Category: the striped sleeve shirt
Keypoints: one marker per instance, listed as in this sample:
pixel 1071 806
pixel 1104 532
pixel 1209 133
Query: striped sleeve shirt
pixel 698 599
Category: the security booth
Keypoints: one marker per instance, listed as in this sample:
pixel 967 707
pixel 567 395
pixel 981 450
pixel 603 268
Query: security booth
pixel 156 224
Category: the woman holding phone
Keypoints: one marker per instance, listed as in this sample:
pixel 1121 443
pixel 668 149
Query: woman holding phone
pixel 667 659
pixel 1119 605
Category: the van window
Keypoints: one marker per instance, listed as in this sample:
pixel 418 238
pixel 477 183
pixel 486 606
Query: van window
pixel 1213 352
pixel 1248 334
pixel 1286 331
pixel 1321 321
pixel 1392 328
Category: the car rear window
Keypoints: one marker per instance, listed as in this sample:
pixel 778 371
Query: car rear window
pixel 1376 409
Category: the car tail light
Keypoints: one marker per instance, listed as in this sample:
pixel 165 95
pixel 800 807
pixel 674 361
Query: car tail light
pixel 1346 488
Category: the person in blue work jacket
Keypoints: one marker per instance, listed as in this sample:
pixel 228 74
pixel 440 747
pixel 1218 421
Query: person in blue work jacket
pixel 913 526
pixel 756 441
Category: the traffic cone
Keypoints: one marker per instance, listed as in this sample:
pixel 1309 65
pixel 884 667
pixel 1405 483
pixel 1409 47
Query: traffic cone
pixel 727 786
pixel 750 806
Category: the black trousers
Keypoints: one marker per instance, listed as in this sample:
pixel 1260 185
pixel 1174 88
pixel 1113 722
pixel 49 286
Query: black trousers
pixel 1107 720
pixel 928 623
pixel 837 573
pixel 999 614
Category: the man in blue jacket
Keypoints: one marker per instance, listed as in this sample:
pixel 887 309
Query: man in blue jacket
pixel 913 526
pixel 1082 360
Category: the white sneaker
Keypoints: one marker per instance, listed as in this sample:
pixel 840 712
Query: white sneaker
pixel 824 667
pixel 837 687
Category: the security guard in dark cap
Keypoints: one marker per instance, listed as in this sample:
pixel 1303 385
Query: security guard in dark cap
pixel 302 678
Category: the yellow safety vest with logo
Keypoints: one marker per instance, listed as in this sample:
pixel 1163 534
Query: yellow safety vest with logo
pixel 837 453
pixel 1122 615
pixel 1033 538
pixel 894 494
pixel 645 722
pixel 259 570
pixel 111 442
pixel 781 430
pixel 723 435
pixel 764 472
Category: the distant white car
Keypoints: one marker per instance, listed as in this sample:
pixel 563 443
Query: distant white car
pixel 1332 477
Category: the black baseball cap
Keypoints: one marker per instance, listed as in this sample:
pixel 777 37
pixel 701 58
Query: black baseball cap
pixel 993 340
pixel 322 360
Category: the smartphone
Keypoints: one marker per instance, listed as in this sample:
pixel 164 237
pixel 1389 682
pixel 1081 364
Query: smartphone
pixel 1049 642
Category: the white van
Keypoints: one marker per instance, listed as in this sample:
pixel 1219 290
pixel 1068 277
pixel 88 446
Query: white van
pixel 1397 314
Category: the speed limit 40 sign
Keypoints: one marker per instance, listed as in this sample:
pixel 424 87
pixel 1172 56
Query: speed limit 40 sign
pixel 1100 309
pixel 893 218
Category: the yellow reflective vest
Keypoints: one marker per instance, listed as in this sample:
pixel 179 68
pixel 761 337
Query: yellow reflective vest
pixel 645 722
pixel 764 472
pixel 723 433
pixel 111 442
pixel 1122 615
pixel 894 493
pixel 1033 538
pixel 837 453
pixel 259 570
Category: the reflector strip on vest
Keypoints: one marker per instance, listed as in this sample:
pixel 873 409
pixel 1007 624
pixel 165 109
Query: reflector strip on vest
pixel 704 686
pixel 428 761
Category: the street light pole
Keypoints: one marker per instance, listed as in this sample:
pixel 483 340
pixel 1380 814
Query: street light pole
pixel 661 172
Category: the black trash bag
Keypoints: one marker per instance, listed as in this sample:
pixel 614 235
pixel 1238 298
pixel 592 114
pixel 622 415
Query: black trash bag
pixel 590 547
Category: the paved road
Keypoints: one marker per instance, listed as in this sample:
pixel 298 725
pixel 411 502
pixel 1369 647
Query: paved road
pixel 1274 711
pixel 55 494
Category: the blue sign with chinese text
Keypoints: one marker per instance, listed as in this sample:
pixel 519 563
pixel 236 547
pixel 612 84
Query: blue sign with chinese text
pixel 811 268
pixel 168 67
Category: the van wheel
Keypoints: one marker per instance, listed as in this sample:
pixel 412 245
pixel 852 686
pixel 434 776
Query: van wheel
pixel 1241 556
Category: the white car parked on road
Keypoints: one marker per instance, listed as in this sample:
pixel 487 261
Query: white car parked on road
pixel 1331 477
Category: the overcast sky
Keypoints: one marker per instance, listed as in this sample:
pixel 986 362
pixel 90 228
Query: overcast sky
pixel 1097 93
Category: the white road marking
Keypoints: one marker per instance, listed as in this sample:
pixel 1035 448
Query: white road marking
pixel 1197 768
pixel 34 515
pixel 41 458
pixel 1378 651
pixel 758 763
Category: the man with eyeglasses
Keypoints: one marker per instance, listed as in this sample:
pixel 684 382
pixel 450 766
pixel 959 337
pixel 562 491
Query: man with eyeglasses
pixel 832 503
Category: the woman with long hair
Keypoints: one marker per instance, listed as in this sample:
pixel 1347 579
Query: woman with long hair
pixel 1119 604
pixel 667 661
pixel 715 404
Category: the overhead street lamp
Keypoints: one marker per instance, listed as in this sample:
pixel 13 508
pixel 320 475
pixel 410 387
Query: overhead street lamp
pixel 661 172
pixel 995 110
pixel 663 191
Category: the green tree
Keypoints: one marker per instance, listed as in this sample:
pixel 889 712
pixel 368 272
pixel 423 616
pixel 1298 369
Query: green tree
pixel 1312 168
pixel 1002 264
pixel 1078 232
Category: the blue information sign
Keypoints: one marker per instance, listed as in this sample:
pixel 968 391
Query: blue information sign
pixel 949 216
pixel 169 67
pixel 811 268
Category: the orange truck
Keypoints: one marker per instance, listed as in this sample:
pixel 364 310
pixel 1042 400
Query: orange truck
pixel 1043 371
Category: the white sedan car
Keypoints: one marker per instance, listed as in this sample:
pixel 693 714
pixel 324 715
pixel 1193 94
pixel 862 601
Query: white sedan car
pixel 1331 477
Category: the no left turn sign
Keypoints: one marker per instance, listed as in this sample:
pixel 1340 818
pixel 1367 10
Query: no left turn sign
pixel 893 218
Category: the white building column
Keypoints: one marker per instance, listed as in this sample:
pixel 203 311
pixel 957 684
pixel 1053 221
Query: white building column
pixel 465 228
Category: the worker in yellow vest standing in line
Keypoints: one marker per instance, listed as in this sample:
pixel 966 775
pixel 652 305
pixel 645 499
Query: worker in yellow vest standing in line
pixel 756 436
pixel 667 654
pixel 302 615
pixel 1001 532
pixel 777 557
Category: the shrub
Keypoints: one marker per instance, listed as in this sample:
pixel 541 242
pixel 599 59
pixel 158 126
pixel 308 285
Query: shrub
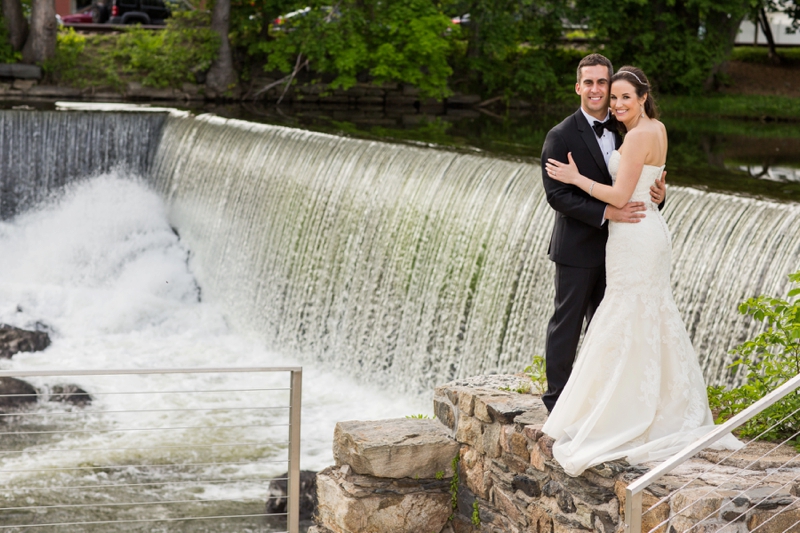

→ What to work on: Print every item above line for line, leaving out the pictures.

→ Result of the task:
Category: the striped sleeve shirt
Keypoints: one marker per instance, listed as in this sample:
pixel 1071 806
pixel 1104 532
pixel 1209 133
Query: striped sleeve shirt
pixel 698 599
Category: the security booth
Keypoints: one marker per instance, listed as in this sample:
pixel 967 707
pixel 567 395
pixel 981 450
pixel 603 268
Query: security booth
pixel 156 224
Category: the woman holding phone
Keypoints: one marker per instance, listed as in this sample:
pixel 1121 443
pixel 668 149
Query: woman holding phone
pixel 667 659
pixel 1119 605
Category: the van window
Keypoints: one marker per instance, listed as in this sample:
pixel 418 238
pixel 477 183
pixel 486 606
Query: van window
pixel 1213 352
pixel 1248 334
pixel 1286 331
pixel 1321 321
pixel 1392 328
Category: the car rear window
Keypoints: one marker per instance, listed as in this sample:
pixel 778 371
Query: car rear window
pixel 1376 409
Category: the car tail light
Keypoints: one marker per instance, listed as in this sample:
pixel 165 95
pixel 800 807
pixel 674 361
Query: car tail light
pixel 1346 488
Category: the person in blue work jacket
Keypoints: one marker per instance, listed as in this sample:
pixel 228 74
pixel 440 747
pixel 1218 421
Query: person in blue work jacket
pixel 913 526
pixel 756 441
Category: the traffic cone
Keypoints: one marker per instance, listed as in this sample:
pixel 1309 65
pixel 884 667
pixel 1405 483
pixel 1409 47
Query: traffic cone
pixel 727 786
pixel 750 806
Category: the black trousers
Keypoints: one marker per instance, listed as in this sample:
pixel 1260 185
pixel 1174 88
pixel 1113 722
pixel 49 286
Query: black trousers
pixel 1107 720
pixel 928 623
pixel 837 573
pixel 999 614
Category: the man in blue jacket
Keypoints: one marker per instance, listed as in this sample:
pixel 887 309
Query: man in blue jacket
pixel 913 526
pixel 1082 360
Category: the white sneaker
Keypoints: one marker per instance, listed as in this sample:
pixel 840 712
Query: white sneaker
pixel 824 667
pixel 837 687
Category: the security guard in dark cap
Keypoints: one marker per instance, listed as in this sample:
pixel 1303 385
Query: security guard in dark cap
pixel 302 678
Category: the yellow safety vest with logo
Keypoints: one marker per instance, listed as in this sample:
pixel 1163 534
Query: yellow safety vest with logo
pixel 837 453
pixel 1122 615
pixel 1033 538
pixel 894 494
pixel 645 722
pixel 259 570
pixel 111 442
pixel 781 430
pixel 723 435
pixel 764 472
Category: the distant white car
Keypoints: one marker per instance, listed as in this sample:
pixel 563 443
Query: distant white car
pixel 1332 477
Category: the black baseball cap
Keypoints: one marker per instance, listed as in this sample:
pixel 777 37
pixel 701 58
Query: black baseball cap
pixel 993 340
pixel 322 360
Category: the smartphone
Keypoints: one marker per instance, listed as in this sample:
pixel 164 237
pixel 1389 682
pixel 1081 364
Query: smartphone
pixel 1049 642
Category: the white van
Keypoints: one marker per instance, listed as in this sample:
pixel 1219 290
pixel 1068 277
pixel 88 446
Query: white van
pixel 1397 314
Category: the speed limit 40 sign
Keypoints: one marker per instance, listed as in this sample:
pixel 424 87
pixel 1172 56
Query: speed limit 40 sign
pixel 1100 309
pixel 893 218
Category: the yellow reflective vest
Keypoints: one marker per instance, listed as in this sample:
pixel 179 68
pixel 761 337
Query: yellow reflective vest
pixel 645 722
pixel 764 472
pixel 723 433
pixel 111 442
pixel 1122 615
pixel 894 493
pixel 1033 538
pixel 837 453
pixel 259 570
Category: the reflector strip on vest
Keypoints: one marker per instance, listed as in this sample:
pixel 873 409
pixel 1007 624
pixel 165 109
Query: reflector strip on vest
pixel 704 686
pixel 428 761
Category: the street light pole
Keypoints: one marker per instance, listed as in this sample:
pixel 483 340
pixel 1380 814
Query: street light pole
pixel 661 172
Category: the black trash bag
Keypoints: one marker per instance, listed as in this sample:
pixel 614 235
pixel 1238 298
pixel 592 114
pixel 622 415
Query: black trash bag
pixel 590 547
Category: the paved road
Keypoints: one marker per instance, listed as in this sample:
pixel 298 725
pixel 411 502
pixel 1369 647
Query: paved road
pixel 1274 711
pixel 55 494
Category: the blue sign with chinese text
Keypoints: one marker per instance, listed as in this sample:
pixel 519 563
pixel 236 547
pixel 612 84
Query: blue sign with chinese text
pixel 811 268
pixel 168 67
Category: the van wheel
Keypoints: one marker per instance, listed as in this sample:
pixel 412 245
pixel 852 686
pixel 434 776
Query: van wheel
pixel 1241 556
Category: the white car parked on road
Keypoints: one marker per instance, listed as in this sample:
pixel 487 261
Query: white car parked on road
pixel 1331 477
Category: the overcast sky
Keypoints: one marker per instance, listed as in this sample:
pixel 986 362
pixel 90 228
Query: overcast sky
pixel 1097 93
Category: the white road marking
Keypoints: one marker per instance, listed as in this sample:
pixel 1035 448
Query: white road marking
pixel 1197 768
pixel 34 515
pixel 41 458
pixel 1378 651
pixel 758 763
Category: the man with eyeglasses
Keypoints: one marker per instance, listed as in this sample:
pixel 684 382
pixel 450 766
pixel 959 337
pixel 562 491
Query: man with eyeglasses
pixel 832 503
Category: the woman with long hair
Keypoints: one marker per instance, listed as in this sample:
pixel 1347 579
Query: woman with long hair
pixel 1119 604
pixel 667 661
pixel 715 404
Category: the overhead street lamp
Keypoints: one marker per instance, listed as in this sample:
pixel 13 508
pixel 320 475
pixel 410 387
Query: overhead street lamp
pixel 661 172
pixel 995 110
pixel 663 191
Category: the green tree
Keypoints: one marker per instance, listed as in this sample:
pixel 889 712
pixel 368 272
pixel 423 616
pixel 1298 369
Query: green tree
pixel 1312 168
pixel 1002 264
pixel 1078 232
Category: the blue information sign
Keypoints: one marker per instance, listed as in this sample:
pixel 968 391
Query: blue information sign
pixel 949 216
pixel 169 67
pixel 811 268
Category: the orange truck
Keypoints: one marker per instance, listed as in this sample:
pixel 364 310
pixel 1042 400
Query: orange truck
pixel 1043 371
Category: the white sedan car
Keypoints: one marker per instance, listed as in this sample:
pixel 693 714
pixel 324 715
pixel 1193 94
pixel 862 601
Query: white sedan car
pixel 1331 477
Category: the no left turn sign
Keypoints: one marker per instance, listed as in this sample:
pixel 1340 818
pixel 1367 10
Query: no left turn sign
pixel 893 218
Category: the white building column
Keypoints: one marker per instance, listed as in this sample:
pixel 203 311
pixel 957 684
pixel 1053 221
Query: white building column
pixel 465 228
Category: the worker in yellow vest standing in line
Keypoints: one marker per instance, listed as in this sample:
pixel 966 775
pixel 652 305
pixel 645 499
Query: worker in yellow vest standing in line
pixel 756 436
pixel 667 654
pixel 302 615
pixel 1001 532
pixel 777 557
Category: the shrub
Keypoints: one marker per instance, listed as in this sample:
pixel 541 242
pixel 599 59
pixel 158 126
pixel 308 285
Query: shrub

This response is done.